PROBLEM:
Please give again, exactly and only, the stretch of lines from the one containing "233L233 237L254 231L281" to the end of the entries below.

MATERIAL SUPPLIED:
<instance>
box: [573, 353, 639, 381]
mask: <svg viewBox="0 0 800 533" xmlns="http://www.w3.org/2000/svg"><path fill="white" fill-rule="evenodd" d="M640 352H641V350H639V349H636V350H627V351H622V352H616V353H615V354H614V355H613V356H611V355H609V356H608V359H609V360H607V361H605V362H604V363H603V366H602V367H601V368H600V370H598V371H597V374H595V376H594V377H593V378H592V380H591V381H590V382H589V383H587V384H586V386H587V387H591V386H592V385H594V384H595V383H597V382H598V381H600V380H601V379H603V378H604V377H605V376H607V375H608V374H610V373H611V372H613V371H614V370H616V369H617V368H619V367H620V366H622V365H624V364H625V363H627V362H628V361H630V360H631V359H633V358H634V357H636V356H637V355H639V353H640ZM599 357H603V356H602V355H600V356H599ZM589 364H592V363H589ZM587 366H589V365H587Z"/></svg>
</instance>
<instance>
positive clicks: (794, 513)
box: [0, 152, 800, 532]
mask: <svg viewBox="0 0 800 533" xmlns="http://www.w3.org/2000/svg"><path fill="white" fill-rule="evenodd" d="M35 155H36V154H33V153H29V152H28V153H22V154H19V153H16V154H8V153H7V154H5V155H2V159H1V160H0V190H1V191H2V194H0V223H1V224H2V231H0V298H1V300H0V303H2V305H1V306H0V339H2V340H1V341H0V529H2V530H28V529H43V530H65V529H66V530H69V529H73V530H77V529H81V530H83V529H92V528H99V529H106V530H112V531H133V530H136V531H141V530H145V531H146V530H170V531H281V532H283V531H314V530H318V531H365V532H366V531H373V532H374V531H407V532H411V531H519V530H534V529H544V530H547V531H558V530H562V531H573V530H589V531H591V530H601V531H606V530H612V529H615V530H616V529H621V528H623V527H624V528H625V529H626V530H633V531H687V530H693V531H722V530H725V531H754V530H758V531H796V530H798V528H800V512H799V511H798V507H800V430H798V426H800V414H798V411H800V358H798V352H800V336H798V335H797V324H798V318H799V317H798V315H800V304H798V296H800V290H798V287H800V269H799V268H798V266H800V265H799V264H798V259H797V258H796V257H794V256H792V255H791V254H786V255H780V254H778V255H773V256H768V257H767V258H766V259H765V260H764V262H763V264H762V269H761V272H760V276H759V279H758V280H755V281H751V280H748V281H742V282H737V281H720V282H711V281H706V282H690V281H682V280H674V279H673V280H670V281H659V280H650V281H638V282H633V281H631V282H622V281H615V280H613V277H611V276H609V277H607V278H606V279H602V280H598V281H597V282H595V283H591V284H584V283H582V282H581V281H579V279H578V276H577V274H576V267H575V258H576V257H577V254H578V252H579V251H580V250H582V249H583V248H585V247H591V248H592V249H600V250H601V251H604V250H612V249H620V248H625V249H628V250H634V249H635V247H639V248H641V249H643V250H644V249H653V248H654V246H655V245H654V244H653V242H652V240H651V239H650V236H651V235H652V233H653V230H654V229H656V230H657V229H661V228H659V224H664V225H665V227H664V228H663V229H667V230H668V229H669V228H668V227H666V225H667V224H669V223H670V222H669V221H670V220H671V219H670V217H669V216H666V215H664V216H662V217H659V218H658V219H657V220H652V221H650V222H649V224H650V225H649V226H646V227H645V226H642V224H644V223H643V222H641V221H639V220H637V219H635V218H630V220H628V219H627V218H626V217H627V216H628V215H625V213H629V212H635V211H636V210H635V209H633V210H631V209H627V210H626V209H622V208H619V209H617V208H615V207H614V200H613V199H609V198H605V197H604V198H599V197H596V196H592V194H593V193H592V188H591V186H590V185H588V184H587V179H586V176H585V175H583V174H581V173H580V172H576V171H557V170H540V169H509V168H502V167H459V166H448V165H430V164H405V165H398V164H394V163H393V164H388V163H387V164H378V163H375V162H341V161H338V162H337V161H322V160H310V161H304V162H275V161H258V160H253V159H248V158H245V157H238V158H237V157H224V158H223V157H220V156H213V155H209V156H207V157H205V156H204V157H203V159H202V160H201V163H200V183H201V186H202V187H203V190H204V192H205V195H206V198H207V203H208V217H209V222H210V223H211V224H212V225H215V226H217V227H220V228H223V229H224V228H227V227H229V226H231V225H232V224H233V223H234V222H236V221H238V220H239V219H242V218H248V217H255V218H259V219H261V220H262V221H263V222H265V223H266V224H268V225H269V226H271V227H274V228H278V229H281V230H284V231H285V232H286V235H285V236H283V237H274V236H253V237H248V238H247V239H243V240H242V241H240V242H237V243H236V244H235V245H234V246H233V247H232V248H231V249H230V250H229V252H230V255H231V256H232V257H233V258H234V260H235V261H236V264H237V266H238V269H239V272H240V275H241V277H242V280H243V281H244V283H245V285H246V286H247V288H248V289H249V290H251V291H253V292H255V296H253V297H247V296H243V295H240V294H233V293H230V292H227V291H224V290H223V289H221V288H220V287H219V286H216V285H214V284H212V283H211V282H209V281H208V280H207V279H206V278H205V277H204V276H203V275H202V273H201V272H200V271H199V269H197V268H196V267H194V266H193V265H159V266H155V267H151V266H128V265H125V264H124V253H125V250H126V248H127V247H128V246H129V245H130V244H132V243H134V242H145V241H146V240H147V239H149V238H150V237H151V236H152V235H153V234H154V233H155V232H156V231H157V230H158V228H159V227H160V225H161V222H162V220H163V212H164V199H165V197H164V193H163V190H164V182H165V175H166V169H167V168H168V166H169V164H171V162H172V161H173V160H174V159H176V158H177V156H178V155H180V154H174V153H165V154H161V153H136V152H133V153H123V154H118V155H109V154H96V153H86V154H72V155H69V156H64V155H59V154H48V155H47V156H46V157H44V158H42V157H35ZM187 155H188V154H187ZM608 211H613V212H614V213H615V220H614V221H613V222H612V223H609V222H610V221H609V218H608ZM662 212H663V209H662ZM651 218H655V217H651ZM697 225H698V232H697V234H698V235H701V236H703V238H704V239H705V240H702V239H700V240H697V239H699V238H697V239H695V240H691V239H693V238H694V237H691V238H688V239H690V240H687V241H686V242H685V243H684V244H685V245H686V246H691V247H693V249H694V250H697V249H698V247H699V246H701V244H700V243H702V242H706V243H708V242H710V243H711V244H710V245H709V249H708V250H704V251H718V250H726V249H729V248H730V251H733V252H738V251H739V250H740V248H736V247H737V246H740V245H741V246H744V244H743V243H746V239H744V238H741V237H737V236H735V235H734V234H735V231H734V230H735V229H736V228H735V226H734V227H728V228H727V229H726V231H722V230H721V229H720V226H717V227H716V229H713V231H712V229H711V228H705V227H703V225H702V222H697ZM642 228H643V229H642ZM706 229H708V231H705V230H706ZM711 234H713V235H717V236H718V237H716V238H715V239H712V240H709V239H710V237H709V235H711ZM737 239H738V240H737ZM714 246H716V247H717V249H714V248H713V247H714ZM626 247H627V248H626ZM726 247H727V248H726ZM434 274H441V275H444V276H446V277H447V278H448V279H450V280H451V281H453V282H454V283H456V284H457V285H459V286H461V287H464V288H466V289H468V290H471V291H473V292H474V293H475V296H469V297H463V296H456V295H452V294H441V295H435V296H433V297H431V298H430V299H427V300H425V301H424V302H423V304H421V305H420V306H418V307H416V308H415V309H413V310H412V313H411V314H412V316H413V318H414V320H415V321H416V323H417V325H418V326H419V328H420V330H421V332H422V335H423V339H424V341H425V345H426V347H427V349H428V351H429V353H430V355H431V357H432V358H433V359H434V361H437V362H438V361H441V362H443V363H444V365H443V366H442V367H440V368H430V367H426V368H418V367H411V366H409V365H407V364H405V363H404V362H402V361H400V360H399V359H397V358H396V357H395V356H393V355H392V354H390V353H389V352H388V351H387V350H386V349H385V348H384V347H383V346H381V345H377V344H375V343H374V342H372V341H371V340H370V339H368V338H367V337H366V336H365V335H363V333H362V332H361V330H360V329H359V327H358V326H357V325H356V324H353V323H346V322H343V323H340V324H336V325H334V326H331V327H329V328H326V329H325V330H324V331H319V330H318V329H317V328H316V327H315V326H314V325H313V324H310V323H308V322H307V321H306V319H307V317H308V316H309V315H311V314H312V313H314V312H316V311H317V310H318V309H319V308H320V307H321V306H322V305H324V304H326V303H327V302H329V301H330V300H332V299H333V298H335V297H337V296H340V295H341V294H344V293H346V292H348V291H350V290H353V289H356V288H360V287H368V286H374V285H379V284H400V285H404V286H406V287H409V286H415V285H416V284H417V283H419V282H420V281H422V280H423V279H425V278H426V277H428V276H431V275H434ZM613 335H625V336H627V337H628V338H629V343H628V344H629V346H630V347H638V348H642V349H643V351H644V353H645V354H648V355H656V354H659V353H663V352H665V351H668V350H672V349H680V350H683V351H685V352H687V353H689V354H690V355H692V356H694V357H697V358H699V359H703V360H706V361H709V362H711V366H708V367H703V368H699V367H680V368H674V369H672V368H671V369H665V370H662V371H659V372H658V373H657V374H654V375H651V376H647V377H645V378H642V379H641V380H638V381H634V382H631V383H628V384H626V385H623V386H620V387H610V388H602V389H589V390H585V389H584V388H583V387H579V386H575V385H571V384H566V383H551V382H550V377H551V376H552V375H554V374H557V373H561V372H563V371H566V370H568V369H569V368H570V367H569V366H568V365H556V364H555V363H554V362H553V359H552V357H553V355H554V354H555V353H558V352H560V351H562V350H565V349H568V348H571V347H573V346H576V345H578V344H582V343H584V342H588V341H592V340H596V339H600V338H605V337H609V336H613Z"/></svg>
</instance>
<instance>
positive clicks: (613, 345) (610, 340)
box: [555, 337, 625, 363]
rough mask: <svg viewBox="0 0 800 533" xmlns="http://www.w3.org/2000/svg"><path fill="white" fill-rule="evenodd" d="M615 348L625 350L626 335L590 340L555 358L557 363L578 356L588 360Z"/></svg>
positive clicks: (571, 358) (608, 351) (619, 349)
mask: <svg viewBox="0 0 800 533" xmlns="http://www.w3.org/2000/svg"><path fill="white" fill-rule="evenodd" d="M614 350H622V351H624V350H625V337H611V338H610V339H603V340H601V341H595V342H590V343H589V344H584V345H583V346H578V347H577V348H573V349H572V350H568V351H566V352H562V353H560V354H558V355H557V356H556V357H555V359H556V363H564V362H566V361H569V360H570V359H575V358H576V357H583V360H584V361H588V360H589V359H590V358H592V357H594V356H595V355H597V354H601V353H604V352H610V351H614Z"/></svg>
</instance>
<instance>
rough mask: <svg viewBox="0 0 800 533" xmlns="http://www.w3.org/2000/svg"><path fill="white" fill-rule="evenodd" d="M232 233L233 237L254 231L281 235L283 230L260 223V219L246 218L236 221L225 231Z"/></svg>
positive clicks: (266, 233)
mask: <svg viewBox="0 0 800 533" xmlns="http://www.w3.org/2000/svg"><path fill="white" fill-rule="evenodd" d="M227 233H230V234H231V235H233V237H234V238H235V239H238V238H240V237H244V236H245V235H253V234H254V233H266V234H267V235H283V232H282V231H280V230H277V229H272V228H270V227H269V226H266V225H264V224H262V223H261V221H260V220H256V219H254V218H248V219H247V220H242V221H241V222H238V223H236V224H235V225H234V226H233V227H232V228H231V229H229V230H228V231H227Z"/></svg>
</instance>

SOLUTION FOR THIS PROBLEM:
rough mask: <svg viewBox="0 0 800 533" xmlns="http://www.w3.org/2000/svg"><path fill="white" fill-rule="evenodd" d="M232 233L233 237L254 231L281 235L283 230L260 223V219L246 218L236 221L225 231Z"/></svg>
positive clicks: (266, 233)
mask: <svg viewBox="0 0 800 533" xmlns="http://www.w3.org/2000/svg"><path fill="white" fill-rule="evenodd" d="M227 233H230V234H231V235H233V237H234V238H235V239H238V238H240V237H244V236H245V235H253V234H254V233H266V234H267V235H283V232H282V231H280V230H277V229H272V228H270V227H269V226H266V225H264V224H262V223H261V221H260V220H256V219H254V218H248V219H247V220H242V221H241V222H238V223H236V224H235V225H234V226H233V227H232V228H231V229H229V230H228V231H227Z"/></svg>
</instance>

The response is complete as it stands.